**Exercise directions**. Could you find every line in the records below that contains the word "target" and copy it?

Top of Records provided

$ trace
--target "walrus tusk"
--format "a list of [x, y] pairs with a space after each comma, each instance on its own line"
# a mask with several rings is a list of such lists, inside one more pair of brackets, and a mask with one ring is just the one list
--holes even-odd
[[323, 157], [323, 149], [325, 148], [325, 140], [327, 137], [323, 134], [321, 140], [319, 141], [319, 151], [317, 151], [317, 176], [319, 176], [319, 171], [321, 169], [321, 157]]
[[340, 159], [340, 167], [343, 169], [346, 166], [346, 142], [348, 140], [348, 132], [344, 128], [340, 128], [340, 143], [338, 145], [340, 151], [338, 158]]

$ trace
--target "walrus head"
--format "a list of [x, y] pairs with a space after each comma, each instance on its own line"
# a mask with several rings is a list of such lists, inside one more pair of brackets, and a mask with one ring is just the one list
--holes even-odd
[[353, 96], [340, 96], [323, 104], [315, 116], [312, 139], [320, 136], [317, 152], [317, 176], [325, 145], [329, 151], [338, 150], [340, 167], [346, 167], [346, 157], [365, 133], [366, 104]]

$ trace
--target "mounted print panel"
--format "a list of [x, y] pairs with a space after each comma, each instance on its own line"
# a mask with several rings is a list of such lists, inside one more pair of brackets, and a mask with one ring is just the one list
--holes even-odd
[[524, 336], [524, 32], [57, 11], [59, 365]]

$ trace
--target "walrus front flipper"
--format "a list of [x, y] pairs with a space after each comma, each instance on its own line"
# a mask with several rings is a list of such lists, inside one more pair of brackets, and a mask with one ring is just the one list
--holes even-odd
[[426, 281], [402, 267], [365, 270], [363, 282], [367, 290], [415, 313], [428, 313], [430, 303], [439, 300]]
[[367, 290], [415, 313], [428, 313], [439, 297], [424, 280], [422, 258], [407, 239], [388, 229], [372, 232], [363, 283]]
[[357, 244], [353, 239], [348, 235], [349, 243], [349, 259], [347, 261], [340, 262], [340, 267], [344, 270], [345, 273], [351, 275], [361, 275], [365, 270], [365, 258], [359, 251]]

Bottom of Records provided

**Solution below**.
--target "walrus tusk"
--target "walrus head"
--target "mounted print panel"
--target "walrus front flipper"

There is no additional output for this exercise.